— Work to be completed —
Write the next part of the essay below on Japanese women's changing lives, starting right after its last sentence.

What I didn't quite catch on my first visit was that just as in the U.S. of 1974, the times they were a-changin'. Though Japanese women may be angry that their country's corporate structure has little room for bright, educated women, women my age are forging their own ways: starting their own businesses, learning languages, traveling. As two Japanese guy friends I made on that first trip, Kazu and Haruki, were to reveal to me later, many Japanese men are absolutely intimidated by Japanese women today -- and I think a little jealous. Kazu and Haruki are salarymen now. Kazu works from 8 a.m. to 10 p.m. on most days, with a two-hour commute on each end. In order to meet me and my husband for dinner, he makes arrangements to stay in a capsule hotel, a men's only establishment where the rooms are literal capsules with a single bed and a small TV suspended inside. At about $30 a night it's a cheap and common refuge for salarymen who miss the last train or are too drunk to make it home. In comparison to Kazu's life, many of the women I've gotten to know in Japan have it made: one has her own cosmetics company, another runs her own comedy troupe, and a third one works a desk job and studies salsa for performance (a la Strictly Ballroom) at night. My Japanese girlfriends are breaking the mold and it is anything but easy. Blazing trails is hard work. And maybe, just maybe, the fires burn brighter when viewed from a distance.

With Koizumi's assasins, enjo kosai and parasite singles so much in the Western news, and such hot debate topics in Japan, it can be hard to get a handle on what real women's lives are like in Japan today. The easiest thing to do when one is studying Japanese women is to see them in extreme contradiction and as victims: of men, in the broadest sense, but also of economics, politics, materialism and a cult of femininity and sexuality that has captured the Western imagination for literally hundreds of years. The hard thing is to marry the very real facts about compensated dating, parasite singles, and other popular darlings of the Japanese and Western media with real women doing interesting work.

It took several trips to Japan after that first one for me to start discovering the more interesting story of the dramatic changes going on in Japanese women's lives. On one trip, I met a hip-hop DJ. On another trip, I was introduced to a comedienne. But it wasn't really until I started writing this book, and made studying Japanese women the sole focus of my work, that I began to break through the shoji screen that separated real women from the public eye. In the U.S., you can pick up a magazine like Glamour or O, The Oprah Magazine and read about an interesting woman playwright, or physician, or comic book illustrator. In Japan, the media is dominated by personalities: especially by insipid teenage "talent-os," young people chosen from giant casting calls to play a role or sing in a band. Like the eighties Latin phenomenon Menudo, talent-os have an expiration date. By the time they leave puberty, for the most part, their time in the spotlight is done. Finding real women who would talk to me was hard. I spent hours scouring through newspapers, looking for mention of smart women with interesting work. If I saw a profile of an interesting looking "real" woman in a Japanese publication, I had the text translated. Once I read it, I would contact the woman for an interview. My contacts at the Foreign Press Center (FDC) were amazed by the scope of women I was able to find. I found award-winning industrial designer Fumie Shibata, on the cover of a design publication I saw at the Hara Contemporary Museum of Art. I figured if she was on the cover of a magazine, she would be worth knowing, or at least worth having the interview translated to get a sense of what she was about.

— Information provided —
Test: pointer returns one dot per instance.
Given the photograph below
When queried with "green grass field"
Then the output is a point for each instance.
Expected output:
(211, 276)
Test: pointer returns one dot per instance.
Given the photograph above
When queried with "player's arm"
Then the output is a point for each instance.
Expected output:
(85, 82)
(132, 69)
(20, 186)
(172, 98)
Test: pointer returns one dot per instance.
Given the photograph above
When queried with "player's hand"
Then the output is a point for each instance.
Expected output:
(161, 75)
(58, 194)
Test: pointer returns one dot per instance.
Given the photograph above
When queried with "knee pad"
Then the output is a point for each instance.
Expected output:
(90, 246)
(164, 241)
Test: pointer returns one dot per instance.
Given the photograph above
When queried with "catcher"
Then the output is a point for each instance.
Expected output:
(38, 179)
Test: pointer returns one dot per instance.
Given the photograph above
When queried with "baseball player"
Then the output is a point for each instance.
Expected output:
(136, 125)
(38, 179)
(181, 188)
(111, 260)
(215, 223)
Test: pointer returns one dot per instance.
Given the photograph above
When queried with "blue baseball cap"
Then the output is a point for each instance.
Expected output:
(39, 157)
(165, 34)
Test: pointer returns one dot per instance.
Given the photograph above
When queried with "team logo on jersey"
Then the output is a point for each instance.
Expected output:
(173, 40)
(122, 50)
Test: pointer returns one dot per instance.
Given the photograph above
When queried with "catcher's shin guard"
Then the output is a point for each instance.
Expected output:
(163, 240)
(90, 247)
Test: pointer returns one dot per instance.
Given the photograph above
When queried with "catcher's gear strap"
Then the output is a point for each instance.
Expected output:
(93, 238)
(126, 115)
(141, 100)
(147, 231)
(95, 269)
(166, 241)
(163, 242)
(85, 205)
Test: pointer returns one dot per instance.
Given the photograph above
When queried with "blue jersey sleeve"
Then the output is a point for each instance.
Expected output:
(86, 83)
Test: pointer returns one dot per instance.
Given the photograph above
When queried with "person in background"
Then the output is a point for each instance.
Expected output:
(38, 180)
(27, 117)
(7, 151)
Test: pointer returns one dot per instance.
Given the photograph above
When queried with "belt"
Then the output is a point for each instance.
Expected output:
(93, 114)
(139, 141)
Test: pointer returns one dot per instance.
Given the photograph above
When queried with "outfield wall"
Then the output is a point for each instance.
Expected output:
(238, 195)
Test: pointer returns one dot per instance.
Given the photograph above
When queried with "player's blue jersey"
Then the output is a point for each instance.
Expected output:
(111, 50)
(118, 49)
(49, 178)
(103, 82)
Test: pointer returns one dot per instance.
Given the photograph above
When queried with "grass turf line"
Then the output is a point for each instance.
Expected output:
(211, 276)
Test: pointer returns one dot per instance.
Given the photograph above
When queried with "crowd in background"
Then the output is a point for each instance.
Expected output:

— Solved problem —
For a number of months, I sent a series of requests to the FPC in Tokyo. Could I interview women executives, engineers, physicians, and researchers? Some of these requests were denied simply because I'd asked for someone who didn't exist: a female president at a Japanese car company, for example. Eventually, through my FPC connections, referrals from friends in Japan and the U.S., and my own plowing through magazines and newspapers for mentions and profiles of women who looked engaging, I started to meet an amazing array of women of many different ages. One day it would be a high-ranking executive at Canon, the next day a jewelry designer, a prominent industrial engineer, a graphic artist, or a ballet dancer.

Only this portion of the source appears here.